**Do this:** Take the line that contains "Target: <item>snow-dusted artificial" and all lines after it, up to and including the last line of the data, and write them out exactly; nothing else belongs in the answer.

**Supplied material:**
┄┄┄┄┄┄
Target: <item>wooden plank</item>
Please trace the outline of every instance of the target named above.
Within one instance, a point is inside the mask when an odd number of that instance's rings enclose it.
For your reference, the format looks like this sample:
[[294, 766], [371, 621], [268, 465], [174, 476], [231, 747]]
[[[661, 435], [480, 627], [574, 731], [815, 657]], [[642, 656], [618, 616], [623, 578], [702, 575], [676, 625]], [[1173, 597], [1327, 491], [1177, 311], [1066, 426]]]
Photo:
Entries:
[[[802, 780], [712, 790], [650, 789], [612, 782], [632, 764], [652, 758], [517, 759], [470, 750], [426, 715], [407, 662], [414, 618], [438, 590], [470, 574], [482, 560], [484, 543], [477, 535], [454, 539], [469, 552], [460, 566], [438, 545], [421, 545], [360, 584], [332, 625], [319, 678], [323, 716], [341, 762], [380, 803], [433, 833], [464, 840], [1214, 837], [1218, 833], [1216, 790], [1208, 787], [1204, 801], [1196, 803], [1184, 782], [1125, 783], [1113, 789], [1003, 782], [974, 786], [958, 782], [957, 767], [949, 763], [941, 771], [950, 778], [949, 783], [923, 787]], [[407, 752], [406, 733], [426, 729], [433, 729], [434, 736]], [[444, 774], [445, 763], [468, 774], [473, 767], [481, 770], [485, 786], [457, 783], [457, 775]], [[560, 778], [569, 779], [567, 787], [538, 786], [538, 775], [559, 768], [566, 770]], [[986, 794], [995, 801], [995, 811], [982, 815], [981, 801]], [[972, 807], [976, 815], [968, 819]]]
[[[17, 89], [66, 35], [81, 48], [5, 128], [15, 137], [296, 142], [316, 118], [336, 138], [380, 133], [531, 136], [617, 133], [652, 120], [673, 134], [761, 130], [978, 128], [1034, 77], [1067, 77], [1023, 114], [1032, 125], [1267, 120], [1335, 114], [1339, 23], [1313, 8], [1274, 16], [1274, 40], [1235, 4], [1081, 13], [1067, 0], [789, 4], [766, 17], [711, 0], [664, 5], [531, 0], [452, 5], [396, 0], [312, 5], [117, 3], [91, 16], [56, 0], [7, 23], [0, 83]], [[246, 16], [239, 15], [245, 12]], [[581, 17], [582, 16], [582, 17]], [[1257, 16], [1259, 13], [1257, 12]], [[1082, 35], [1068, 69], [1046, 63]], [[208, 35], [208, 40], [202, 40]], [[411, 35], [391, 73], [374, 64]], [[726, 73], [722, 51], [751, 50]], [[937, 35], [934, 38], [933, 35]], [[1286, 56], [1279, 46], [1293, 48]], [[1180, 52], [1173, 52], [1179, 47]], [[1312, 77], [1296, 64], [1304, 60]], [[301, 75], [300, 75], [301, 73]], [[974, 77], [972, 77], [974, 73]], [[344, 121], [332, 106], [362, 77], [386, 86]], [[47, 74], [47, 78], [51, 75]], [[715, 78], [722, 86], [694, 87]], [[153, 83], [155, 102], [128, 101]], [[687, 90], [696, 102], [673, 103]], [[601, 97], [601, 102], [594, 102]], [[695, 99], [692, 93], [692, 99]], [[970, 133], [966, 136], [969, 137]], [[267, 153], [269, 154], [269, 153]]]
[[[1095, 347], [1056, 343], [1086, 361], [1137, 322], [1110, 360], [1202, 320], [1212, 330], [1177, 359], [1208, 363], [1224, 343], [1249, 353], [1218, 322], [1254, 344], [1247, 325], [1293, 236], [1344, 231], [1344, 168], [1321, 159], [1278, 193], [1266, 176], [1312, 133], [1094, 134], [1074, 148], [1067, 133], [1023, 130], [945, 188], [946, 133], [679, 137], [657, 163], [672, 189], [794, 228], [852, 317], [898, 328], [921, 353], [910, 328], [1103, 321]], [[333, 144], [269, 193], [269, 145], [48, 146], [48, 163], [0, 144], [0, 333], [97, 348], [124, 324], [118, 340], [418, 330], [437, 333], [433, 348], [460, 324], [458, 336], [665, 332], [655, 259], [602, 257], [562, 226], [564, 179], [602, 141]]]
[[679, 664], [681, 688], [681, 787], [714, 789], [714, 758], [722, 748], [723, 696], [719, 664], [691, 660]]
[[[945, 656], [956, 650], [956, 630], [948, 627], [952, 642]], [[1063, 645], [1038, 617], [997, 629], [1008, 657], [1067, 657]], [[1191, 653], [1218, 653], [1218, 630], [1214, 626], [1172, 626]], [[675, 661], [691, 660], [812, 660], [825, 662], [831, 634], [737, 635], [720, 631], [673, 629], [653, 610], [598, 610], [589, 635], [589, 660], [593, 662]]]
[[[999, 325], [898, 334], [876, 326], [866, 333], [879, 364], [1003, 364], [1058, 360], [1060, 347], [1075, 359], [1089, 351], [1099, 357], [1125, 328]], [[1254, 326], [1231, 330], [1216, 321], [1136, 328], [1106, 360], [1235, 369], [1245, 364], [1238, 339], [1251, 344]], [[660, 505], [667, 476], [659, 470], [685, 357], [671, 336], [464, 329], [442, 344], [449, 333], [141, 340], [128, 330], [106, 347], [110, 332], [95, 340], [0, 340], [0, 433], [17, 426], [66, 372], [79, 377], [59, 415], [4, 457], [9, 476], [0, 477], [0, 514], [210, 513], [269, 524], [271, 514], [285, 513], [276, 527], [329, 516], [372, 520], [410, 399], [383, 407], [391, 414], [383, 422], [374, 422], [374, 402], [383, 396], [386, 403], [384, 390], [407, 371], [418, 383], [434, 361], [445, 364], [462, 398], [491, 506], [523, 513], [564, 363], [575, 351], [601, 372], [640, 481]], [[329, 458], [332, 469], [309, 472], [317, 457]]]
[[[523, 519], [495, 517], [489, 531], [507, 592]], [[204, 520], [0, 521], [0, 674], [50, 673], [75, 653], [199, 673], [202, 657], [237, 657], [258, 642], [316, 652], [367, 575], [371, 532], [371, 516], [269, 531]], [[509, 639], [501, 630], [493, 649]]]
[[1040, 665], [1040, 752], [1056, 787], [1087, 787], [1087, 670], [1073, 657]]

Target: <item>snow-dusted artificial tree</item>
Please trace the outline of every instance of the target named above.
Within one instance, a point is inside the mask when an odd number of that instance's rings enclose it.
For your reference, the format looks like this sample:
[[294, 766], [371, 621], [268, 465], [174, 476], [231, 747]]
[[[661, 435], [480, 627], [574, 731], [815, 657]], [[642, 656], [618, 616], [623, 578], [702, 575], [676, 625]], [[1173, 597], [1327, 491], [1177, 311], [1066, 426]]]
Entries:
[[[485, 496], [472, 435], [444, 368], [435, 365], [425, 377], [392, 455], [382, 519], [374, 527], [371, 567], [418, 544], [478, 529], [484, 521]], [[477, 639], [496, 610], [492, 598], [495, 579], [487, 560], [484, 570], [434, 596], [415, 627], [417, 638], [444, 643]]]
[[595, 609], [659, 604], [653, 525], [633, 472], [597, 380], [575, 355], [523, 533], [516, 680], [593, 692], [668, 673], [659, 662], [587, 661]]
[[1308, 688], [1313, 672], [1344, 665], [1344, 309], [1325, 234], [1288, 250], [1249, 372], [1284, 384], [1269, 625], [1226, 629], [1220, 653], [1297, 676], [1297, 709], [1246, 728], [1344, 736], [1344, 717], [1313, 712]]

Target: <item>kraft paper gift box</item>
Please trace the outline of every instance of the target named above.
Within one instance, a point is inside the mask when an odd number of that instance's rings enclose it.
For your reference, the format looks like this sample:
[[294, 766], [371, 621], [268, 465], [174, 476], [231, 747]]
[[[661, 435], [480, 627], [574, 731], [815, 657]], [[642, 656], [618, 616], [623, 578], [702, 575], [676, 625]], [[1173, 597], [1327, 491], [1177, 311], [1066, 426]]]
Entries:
┄┄┄┄┄┄
**Exercise solution:**
Target: <item>snow-dusted artificial tree</item>
Please trace the outline of every instance of the target named above.
Within one instance, a point is inside the mask when an odd number of that instance's rings enclose it.
For your reference, the format looks like this sample:
[[294, 766], [371, 621], [268, 465], [174, 476], [231, 747]]
[[[661, 435], [480, 627], [574, 731], [815, 657]], [[642, 656], [618, 616], [623, 578], [702, 575], [676, 625]], [[1173, 597], [1327, 491], [1177, 311], [1066, 426]]]
Entries:
[[[485, 496], [472, 435], [444, 368], [435, 365], [425, 377], [392, 455], [382, 519], [374, 527], [371, 567], [418, 544], [478, 529], [484, 521]], [[477, 639], [496, 610], [492, 598], [495, 579], [487, 560], [484, 570], [434, 596], [415, 627], [417, 638], [444, 643]]]
[[595, 609], [659, 604], [653, 525], [633, 472], [597, 380], [575, 355], [523, 533], [516, 680], [593, 692], [668, 673], [659, 662], [587, 661]]
[[1308, 688], [1313, 672], [1344, 665], [1344, 309], [1325, 234], [1288, 250], [1249, 372], [1284, 384], [1269, 625], [1226, 629], [1220, 653], [1297, 676], [1297, 709], [1246, 728], [1344, 736], [1344, 717], [1313, 712]]

Target: <item>kraft paper gift box</item>
Please trace the outline of every instance of the target named above.
Within one instance, a point is inside the mask when an odd number of that instance's rings enclose it.
For your reference, the format looks like this sample:
[[294, 766], [371, 621], [268, 465], [174, 476], [231, 747]]
[[[661, 435], [480, 627], [574, 731], [815, 657]], [[642, 656], [618, 616], [623, 578], [702, 575], [676, 625]], [[1173, 597], [1327, 491], [1177, 311], [1066, 426]]]
Entries:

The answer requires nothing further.